◆ Problem to solve:
Extract every line of the data below that contains the string "tree", matching case exactly.

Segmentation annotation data
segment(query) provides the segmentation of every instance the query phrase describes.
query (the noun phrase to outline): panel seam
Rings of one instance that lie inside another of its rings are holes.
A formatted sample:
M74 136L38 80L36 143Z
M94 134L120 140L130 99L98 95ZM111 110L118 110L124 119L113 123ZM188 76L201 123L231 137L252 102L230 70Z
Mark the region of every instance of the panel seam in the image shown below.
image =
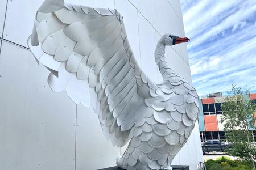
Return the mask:
M137 11L138 12L139 12L139 14L141 14L141 15L147 20L147 22L151 26L151 27L154 28L154 29L155 29L155 31L160 36L162 36L162 35L161 35L161 33L156 29L156 28L155 28L155 27L153 26L153 24L146 18L145 16L144 16L144 15L139 10L139 9L138 9L138 8L130 1L130 0L127 0L131 4L131 5L133 6L133 7L137 10ZM138 14L138 12L137 12ZM177 50L176 50L174 47L171 46L172 49L174 50L174 52L177 53L177 54L181 58L182 60L183 60L183 61L189 66L190 67L189 63L188 63L185 60L185 59L184 59L184 58L180 54L179 54L179 53L177 52Z
M5 19L3 20L3 31L2 32L2 37L1 38L1 44L0 44L0 54L1 53L1 49L2 49L2 42L3 42L3 32L5 32L5 22L6 20L6 14L7 14L7 6L8 6L8 2L9 0L6 0L6 6L5 7Z
M76 137L77 137L77 105L76 107L76 128L75 133L75 170L76 170Z

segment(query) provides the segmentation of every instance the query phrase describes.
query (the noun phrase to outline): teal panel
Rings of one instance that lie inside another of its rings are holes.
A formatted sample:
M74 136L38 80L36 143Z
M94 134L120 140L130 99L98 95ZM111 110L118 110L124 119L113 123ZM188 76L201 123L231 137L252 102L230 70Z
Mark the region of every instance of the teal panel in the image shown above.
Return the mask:
M199 100L199 114L198 115L198 124L199 126L200 131L205 131L205 129L204 128L204 114L203 113L203 105L202 100Z

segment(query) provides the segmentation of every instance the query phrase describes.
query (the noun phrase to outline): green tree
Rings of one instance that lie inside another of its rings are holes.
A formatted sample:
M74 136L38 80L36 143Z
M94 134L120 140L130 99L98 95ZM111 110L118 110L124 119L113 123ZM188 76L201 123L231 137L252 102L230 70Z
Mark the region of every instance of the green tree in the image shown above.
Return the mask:
M224 124L227 139L232 142L226 150L228 154L250 162L255 168L256 147L253 143L252 129L254 129L254 104L246 97L249 90L243 91L233 85L222 105L223 114L220 121Z

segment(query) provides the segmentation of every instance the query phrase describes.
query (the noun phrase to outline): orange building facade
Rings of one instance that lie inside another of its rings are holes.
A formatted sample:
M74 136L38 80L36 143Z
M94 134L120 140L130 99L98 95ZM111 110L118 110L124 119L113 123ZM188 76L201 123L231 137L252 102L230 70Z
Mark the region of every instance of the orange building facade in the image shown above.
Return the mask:
M217 94L217 96L210 95L210 97L199 100L200 114L198 116L198 123L201 142L212 139L226 141L224 124L220 122L222 114L222 106L225 103L225 97L220 93ZM256 103L256 93L250 94L245 97ZM256 121L254 127L250 128L253 131L252 135L256 141L255 127Z

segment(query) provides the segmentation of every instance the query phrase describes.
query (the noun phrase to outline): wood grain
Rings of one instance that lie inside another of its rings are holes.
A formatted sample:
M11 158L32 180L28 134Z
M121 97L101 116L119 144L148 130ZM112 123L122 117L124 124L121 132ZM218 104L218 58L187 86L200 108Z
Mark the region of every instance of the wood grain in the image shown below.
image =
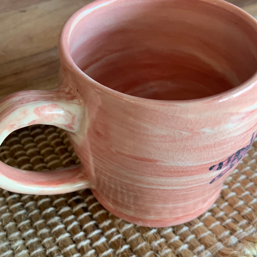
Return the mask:
M257 17L257 0L230 0ZM65 21L91 0L3 0L0 9L0 98L57 86L57 45Z

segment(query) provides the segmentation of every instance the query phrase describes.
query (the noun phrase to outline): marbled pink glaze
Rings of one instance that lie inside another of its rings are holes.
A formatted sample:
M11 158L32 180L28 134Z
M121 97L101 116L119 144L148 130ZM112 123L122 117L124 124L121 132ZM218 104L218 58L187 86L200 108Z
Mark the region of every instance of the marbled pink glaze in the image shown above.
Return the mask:
M64 128L83 168L64 173L68 185L51 172L48 185L1 163L0 185L89 186L114 214L151 226L206 210L256 136L257 22L220 0L100 1L69 20L59 50L58 91L6 99L1 139L30 124Z

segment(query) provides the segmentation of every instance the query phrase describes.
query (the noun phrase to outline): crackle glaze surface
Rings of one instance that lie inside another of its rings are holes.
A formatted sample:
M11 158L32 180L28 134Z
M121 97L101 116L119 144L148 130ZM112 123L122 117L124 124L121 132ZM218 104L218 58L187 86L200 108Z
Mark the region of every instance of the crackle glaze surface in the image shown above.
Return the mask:
M255 20L218 0L99 1L59 43L59 91L25 93L18 108L10 100L22 95L6 99L1 119L14 125L2 139L28 125L61 127L82 166L45 179L1 163L2 178L23 185L1 186L47 194L90 184L114 214L150 226L206 210L256 136Z

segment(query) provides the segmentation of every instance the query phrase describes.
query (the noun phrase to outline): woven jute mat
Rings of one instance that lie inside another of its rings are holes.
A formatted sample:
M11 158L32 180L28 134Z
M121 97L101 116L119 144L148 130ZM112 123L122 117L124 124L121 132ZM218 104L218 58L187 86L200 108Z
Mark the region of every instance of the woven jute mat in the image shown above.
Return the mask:
M0 189L0 257L256 257L256 148L257 140L208 212L174 227L127 222L90 190L43 196ZM66 133L44 125L13 133L0 159L35 172L79 163Z

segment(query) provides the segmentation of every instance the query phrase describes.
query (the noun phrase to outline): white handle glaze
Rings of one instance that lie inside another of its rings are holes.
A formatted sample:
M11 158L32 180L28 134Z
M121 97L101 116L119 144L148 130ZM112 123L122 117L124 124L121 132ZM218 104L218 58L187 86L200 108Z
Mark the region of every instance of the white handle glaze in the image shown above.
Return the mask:
M12 132L30 125L52 125L76 132L83 117L82 105L67 88L15 93L0 102L0 144ZM81 168L35 172L0 162L0 187L23 194L71 192L89 187Z

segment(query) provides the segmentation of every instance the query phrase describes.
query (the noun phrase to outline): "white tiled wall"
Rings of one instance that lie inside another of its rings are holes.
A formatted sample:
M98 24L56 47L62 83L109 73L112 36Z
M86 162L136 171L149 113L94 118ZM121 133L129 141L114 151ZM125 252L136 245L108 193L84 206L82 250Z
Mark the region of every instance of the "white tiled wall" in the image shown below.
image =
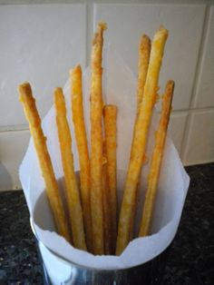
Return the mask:
M213 1L144 2L0 0L0 191L20 187L29 140L17 84L32 83L43 116L69 68L89 64L99 20L135 74L140 35L152 37L160 24L169 29L160 79L160 92L168 79L176 82L169 133L186 165L214 161Z

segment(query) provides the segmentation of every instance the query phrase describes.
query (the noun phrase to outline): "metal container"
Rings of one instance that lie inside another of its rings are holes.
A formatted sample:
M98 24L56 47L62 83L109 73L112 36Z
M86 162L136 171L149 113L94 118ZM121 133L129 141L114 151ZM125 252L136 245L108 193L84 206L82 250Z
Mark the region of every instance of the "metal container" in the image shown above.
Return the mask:
M44 282L45 285L150 285L162 283L169 250L164 251L161 254L144 264L130 269L94 270L72 263L51 251L38 240L32 220L30 221L44 269Z

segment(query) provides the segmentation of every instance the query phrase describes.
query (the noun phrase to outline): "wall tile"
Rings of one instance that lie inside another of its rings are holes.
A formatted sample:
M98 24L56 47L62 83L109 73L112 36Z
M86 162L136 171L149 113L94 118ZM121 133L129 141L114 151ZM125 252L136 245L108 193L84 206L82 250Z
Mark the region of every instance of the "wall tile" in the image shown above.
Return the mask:
M160 87L169 78L176 83L174 109L189 108L205 15L203 5L95 5L98 21L109 26L106 40L137 73L137 50L141 34L153 36L160 25L170 31L160 73Z
M194 107L214 106L214 6L210 9Z
M18 84L32 83L44 115L69 68L85 65L85 5L0 5L0 126L24 124Z
M185 131L188 113L181 112L171 113L168 133L171 138L180 155L181 154L182 140Z
M0 133L0 191L21 188L18 168L29 139L29 131Z
M197 164L214 161L214 109L194 111L190 116L184 152L184 163Z

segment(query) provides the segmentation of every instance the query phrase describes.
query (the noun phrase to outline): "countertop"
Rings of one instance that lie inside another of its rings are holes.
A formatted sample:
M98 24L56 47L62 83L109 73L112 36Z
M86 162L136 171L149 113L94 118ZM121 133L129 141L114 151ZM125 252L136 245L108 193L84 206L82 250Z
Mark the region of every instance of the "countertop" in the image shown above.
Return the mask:
M168 251L163 284L214 284L214 163L186 170L190 186ZM43 284L22 191L0 192L0 284Z

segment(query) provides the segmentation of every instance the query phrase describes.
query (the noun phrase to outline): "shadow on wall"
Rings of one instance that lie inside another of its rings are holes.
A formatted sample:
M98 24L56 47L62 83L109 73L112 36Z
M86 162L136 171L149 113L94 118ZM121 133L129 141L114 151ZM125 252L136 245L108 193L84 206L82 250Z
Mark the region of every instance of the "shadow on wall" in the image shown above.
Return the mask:
M12 190L13 183L10 173L0 162L0 191Z

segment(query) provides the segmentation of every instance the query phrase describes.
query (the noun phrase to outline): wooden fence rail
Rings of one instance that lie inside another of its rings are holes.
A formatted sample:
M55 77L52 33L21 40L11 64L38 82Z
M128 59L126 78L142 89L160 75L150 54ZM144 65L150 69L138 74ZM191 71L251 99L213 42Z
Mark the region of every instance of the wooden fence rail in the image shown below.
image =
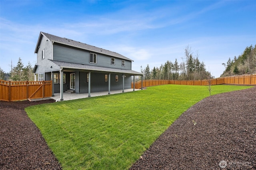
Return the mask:
M0 100L15 101L52 96L52 81L12 82L0 80Z
M225 77L211 79L211 85L223 84L256 85L256 74L248 76ZM179 84L195 86L207 86L208 80L147 80L142 82L143 87L163 84ZM141 81L134 83L135 88L141 88ZM132 82L132 88L133 88L133 82Z

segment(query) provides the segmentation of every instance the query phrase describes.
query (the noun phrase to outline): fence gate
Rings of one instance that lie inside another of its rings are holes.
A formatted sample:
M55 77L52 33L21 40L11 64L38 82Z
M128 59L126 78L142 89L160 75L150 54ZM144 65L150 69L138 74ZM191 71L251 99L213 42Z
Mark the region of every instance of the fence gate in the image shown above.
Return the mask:
M52 96L52 81L0 80L0 100L14 101Z

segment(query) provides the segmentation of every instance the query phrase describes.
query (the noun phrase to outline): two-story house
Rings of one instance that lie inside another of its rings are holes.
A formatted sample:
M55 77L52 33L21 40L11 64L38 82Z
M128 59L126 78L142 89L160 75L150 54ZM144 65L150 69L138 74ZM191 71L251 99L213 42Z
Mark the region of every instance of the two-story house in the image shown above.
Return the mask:
M53 80L52 95L71 90L76 93L131 88L133 61L118 53L41 32L35 53L35 80Z

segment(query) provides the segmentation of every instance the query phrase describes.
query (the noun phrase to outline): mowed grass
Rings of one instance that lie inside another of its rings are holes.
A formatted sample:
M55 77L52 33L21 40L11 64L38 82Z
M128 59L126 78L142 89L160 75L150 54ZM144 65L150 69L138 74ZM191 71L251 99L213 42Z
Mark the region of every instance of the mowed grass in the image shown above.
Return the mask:
M251 87L212 87L214 94ZM25 110L63 169L125 170L182 113L208 96L206 86L162 85Z

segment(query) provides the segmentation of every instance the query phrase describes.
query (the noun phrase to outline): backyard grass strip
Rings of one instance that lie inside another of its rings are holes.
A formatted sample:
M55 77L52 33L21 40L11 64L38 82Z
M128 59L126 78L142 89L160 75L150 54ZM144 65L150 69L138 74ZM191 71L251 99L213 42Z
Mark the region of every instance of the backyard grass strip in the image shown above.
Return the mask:
M250 87L217 85L211 92ZM166 85L25 110L63 169L124 170L182 113L208 96L205 86Z

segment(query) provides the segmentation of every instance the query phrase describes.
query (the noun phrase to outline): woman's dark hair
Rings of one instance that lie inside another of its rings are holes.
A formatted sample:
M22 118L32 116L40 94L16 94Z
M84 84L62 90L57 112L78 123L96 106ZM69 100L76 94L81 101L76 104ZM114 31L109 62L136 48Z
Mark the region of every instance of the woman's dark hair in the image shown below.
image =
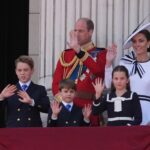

◆ Task response:
query (the noun phrase to outline): green tree
Mark the region of every instance of the green tree in the image shown above.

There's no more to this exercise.